The FCA’s approach to BTS is discussed in chapter 5 of CP18/28. It’s important to note that the consultation does not cover BTS for all EU financial services legislation, rather those pieces of EU legislation that HM Treasury has already published a draft SI for. Consequently this means that the proposals cover BTS in respect of: credit rating agencies, fund management, EMIR (only BTS related to registration and application of trade repositories), MiFID II/MiFIR, short selling and capital requirements. The FCA’s second consultation later this Autumn will deal with BTS in other pieces of EU financial services legislation.

BTS – is it the responsibility of the FCA or the PRA or both?

Responsibility for BTS is set out in the Financial Regulators’ Powers (Technical Standards) (Amendment etc.) (EU Exit) Regulations 2018. This draft SI sets out which BTS each of the FCA, the PRA and the Payment Systems Regulator is responsible for. In some cases both the FCA and the PRA are responsible for a particular BTS.

The FCA explains in CP18/28 that in respect of where responsibility for a BTS is shared, one of the UK regulators will take the lead in making the amendments. This will be based on which authority’s remit and objectives are most relevant.

What changes is the FCA proposing to BTS?

In essence the changes the FCA is proposing are designed to make the BTS fit for purpose after Brexit day.

It’s also worth noting that

  • The FCA has not identified any deficiencies in Commission Delegated Regulation (EU) No 2014/694, which defines when AIFs should be considered open-ended or closed-ended, except for a cross reference to an Article in AIFMD that needs to be replaced by its implementing measure in the UK.
  • Commission Implementing Regulation (EU) No 2016/1212, which prescribes the process for reporting sanctions to the European Securities and Markets Authority under Article 99e of the UCITS Directive, will be removed as the reporting requirements will cease on Brexit.
  • The proposed amendments to the two BTS associated with registration and application of trade repositories (Commission Implementing Regulation (EU) No 1248/2012 and Commission Delegated Regulation (EU) No 150/2013) are consequential and derive from the relevant draft SI (the Trade Repositories (Amendment and Transitional Provision) (EU Exit) Regulations 2018).
  • The FCA’s proposals do not cover all 44 BTS associated with MiFID II particularly those relating to pre-and post-trade transparency. The FCA considers that the proposed amendments to those BTS that have been reviewed are non-material in nature and minor except for Regulatory Technical Standards (RTS) 22 and 23. In RTS 23 firms will still be required to report reference data based on Central European Time rather than British Summer Time. In RTS 22 the FCA maintains the application of reporting requirements to the same categorises of UK firms. Whilst noting that the amendments to RTS 22 and 23 are technical in nature the FCA draws firms’ attention to their effects (see para 5.30 of CP18/28) which includes that UK firms will no longer be able to meet the conditions for transmission if they transmit orders to an EEA firm. A number of RTS, implementing technical standards and implementing and delegated regulations are proposed to be removed (a list can be found in para 5.33 of CP18/28) on the basis that the obligations set out within them cease to apply once the UK leaves the EU.

· · · · ·

JOBS:
- 1) In the passage on the FCA's approach to BTS, which chapter of CP18/28 discusses that approach?
- 2) Extend the passage on the FCA's proposed post-Brexit changes to BTS, starting after its final sentence.

RECORD EXCERPTS:
· · · · ·

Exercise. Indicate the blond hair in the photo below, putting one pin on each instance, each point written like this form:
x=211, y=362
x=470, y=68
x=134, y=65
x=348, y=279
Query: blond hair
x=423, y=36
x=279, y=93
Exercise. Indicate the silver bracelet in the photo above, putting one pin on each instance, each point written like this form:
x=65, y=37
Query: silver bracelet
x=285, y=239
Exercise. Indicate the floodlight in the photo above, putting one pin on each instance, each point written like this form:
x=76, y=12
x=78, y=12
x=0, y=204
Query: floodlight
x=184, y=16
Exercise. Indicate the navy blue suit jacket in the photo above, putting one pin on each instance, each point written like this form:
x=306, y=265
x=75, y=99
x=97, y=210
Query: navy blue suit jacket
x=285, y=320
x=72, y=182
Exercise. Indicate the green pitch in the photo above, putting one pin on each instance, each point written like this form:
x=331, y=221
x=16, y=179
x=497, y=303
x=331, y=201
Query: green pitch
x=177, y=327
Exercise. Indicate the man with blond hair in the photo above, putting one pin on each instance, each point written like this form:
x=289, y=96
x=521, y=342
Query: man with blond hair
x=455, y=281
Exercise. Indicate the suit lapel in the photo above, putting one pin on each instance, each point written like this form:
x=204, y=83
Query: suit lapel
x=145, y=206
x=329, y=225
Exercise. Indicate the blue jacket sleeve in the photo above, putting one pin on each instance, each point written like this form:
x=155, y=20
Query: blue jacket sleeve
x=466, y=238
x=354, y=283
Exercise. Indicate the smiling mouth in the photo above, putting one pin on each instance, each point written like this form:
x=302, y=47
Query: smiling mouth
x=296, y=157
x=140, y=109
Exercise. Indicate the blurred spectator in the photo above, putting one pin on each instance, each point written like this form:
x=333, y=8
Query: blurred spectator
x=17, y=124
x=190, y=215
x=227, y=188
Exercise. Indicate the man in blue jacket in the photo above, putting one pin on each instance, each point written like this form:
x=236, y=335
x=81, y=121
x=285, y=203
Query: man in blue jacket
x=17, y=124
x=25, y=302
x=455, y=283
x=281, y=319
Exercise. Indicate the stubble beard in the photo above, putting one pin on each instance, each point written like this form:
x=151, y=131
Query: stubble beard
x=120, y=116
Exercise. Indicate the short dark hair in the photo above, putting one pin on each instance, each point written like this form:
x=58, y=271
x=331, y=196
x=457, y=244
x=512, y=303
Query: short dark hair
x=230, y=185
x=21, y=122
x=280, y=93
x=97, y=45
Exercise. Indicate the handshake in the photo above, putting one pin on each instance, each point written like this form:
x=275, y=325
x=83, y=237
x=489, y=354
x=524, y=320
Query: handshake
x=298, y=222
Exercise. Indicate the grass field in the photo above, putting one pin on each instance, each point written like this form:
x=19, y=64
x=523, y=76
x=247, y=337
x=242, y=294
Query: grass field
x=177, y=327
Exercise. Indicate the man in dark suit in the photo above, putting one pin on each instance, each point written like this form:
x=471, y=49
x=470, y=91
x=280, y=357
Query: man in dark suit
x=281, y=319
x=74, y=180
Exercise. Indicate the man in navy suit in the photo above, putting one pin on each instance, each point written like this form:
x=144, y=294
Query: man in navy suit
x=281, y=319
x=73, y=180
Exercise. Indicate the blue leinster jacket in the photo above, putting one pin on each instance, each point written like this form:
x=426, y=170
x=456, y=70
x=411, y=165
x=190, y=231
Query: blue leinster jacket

· · · · ·

ANSWERS FOR THE EXERCISE:
- 1) Chapter 5.

- 2)
  • While the FCA is conducting its own consultation on the capital requirements associated BTS it is responsible for, FCA authorised firms should have regard to the PRA consultation that will be published shortly.

What is happening to non-binding guidelines, recommendations and Q&As produced by the ESAs?

The FCA’s supervisory expectations in respect of guidelines and recommendations will remain the same. In particular, the regulator will expect firms and market participants to continue to apply them to the extent they remain relevant, as they did before Brexit day.

In terms of other non-binding material the FCA states that it will continue to have regard to it where it is relevant, taking into account Brexit and ongoing domestic legislation. Firms, market participants and stakeholders should also continue to do so.

Paragraphs 12 to 16 of Appendix 3 of CP18/28 set out certain exceptions to the approach set out above. For instance, where the FCA has informed the relevant ESA that it would not comply with part of or all of a pre-Brexit day guideline it will continue with this approach. One example given by the FCA concerns the European Banking Authority’s (EBA) guidelines on sound remuneration policies. This is where the FCA notified the EBA that it would comply with all aspects of these guidelines, except for the requirement that the limit on awarding variable remuneration to 100per cent of fixed remuneration, or 200per cent with shareholder approval (the bonus cap) must be applied in any case to all firms subject to the CRD IV.

In terms of materials that the ESA produce post Brexit day, the FCA states that it will consider them and set out its expectations as to how they should be treated where its appropriate to do so.

Any changes to the guidance on remuneration?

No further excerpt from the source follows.